DIRECTIONS:
a) In the game report, which Rams right tackle was called for holding against Aidan Hutchinson?
b) Reproduce the stretch of the game report from "It wasn’t a" through "Incomplete.", word for word.

SELECTED EXCERPT:
One such example was the first red zone stop. A carefully designed blitz sent nickel corner Brian Branch screaming through the line unblocked; a batted pass turned third-and-goal into a measly three points.

Another instance, according to Sutton, came on the first Rams third down of the second half, when they lined up for a third-and-11 from their own 38-yard line. Nothing significant happened on this play, because this play never existed. As Stafford scurried to the line to change the call, and as the crowd swelled to greater volume in response, the play clock dwindled. Stafford was forced to take a timeout not four minutes into the second half.

And the crowd cheered and jeered. They’d taken a timeout out of McVay’s pocket—a clock stoppage that could (and would) become invaluable in a close fourth quarter. They’d take another from him on another third down in the fourth quarter, leaving him with just one timeout to manage the end of the game.


As that end of the game neared, those first two perfect offensive drives felt further and further away. Up by four at the end of the third quarter, the Lions went four-and-out—Goff tripped in the pocket and was sacked on third down. Up by just one with 8:10 remaining, the Lions went three-and-out, burning only 52 seconds of clock, after Goff missed Josh Reynolds on third down. The Lions punted the ball back to Stafford with 7:18 remaining, clinging to a one-point lead.

Doubt wriggled its way back in; the inevitable loomed. This was a Lions team that always disappointed, surrounded by a Lions fan base that only knew disappointment. The pain was as slow and as potent as ever, the incremental realization that a 33rd year of mockery was around the corner. Dread it, run from it, destiny arrives all the same.

The Rams drove into field goal range with 4:24 remaining, and had a third down at the Lions’ 34. And that’s when a star player did what star players do: Aidan Hutchinson won the Lions the game.

It wasn’t a sexy highlight play—something like a huge sack or tipped pass. Hutchinson, who had a career night generating pressure, drew a hold on Rams right tackle Rob Havenstein that pushed the Rams out of field goal range. Dare a Lions fan indulge a glimmer of hope?

On that third-and-long, the Rams went to their star player, rookie wide receiver Puka Nacua, to do what star players do—win the game. Nacua already had nine catches on nine targets for a whopping 181 yards and a touchdown at that point in the game—the Lions literally had not stopped him all night. Sutton, who had been tasked with guarding Nacua for much of his record-setting game and been burned by Nacua on his 50-yard touchdown catch, was in coverage. The crowd’s noise was threatening the structural integrity of the building. This was the play.

Incomplete.

“It’s a snap and clear mentality,” Sutton said, describing how to line up against a receiver in the midst of a perfect game and believe you can win the crucial down. “You just never worry about the play before.”

Sutton, who joined the Lions as a free agent this offseason, chose this. He put on the Honolulu blue, and with it, he put his share of 31 years of playoff failure on his back. This play—to finally win a rep against Nacua after being dominated for 56 minutes—was, for Sutton, a microcosm of the playoff drought. The play meant what the game meant: an opportunity for relief, repentance, a changing of the ways.

“You know, when it mattered most, we just had to bunker down,” Sutton said. “Just compete. Compete. And push our chips to the middle of the table. I just love the resiliency of this team; how we stay together. And we just don’t have a quit in us.”

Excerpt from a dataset
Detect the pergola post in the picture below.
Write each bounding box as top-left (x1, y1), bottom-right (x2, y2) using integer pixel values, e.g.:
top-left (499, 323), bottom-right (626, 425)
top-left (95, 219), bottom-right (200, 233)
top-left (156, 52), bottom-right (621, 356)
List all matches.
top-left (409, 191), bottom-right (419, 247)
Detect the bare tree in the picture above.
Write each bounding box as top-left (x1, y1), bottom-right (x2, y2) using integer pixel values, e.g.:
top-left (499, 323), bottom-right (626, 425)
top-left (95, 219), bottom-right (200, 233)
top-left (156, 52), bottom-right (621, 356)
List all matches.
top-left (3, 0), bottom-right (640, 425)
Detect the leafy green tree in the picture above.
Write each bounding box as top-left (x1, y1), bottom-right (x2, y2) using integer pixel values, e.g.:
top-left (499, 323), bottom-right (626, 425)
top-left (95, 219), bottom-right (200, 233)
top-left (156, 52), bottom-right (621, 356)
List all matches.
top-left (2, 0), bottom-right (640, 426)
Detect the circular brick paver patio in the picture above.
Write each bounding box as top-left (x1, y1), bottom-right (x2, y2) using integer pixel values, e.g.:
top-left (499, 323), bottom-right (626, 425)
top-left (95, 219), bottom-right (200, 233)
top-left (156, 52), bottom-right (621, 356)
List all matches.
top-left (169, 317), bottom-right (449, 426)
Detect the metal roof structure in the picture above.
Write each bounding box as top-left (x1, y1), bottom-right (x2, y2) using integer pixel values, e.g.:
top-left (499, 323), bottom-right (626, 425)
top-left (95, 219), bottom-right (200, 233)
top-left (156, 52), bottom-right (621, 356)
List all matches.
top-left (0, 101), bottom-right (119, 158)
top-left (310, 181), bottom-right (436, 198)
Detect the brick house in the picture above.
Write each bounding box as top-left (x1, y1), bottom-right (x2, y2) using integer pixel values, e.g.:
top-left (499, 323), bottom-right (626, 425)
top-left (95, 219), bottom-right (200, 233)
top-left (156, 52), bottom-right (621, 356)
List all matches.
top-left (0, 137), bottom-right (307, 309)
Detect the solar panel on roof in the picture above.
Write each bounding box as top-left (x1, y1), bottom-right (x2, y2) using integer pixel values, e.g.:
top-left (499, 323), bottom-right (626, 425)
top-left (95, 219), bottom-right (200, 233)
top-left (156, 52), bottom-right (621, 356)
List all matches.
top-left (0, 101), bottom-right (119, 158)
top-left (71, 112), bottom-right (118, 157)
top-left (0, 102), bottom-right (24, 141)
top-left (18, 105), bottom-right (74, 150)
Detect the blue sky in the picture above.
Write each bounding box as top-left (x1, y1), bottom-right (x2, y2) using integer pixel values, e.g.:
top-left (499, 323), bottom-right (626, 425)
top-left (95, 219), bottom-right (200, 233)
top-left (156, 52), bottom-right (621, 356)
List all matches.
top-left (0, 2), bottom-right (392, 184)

RESPONSES TO THE EXERCISE:
a) Rob Havenstein

b)
It wasn’t a sexy highlight play—something like a huge sack or tipped pass. Hutchinson, who had a career night generating pressure, drew a hold on Rams right tackle Rob Havenstein that pushed the Rams out of field goal range. Dare a Lions fan indulge a glimmer of hope?

On that third-and-long, the Rams went to their star player, rookie wide receiver Puka Nacua, to do what star players do—win the game. Nacua already had nine catches on nine targets for a whopping 181 yards and a touchdown at that point in the game—the Lions literally had not stopped him all night. Sutton, who had been tasked with guarding Nacua for much of his record-setting game and been burned by Nacua on his 50-yard touchdown catch, was in coverage. The crowd’s noise was threatening the structural integrity of the building. This was the play.

Incomplete.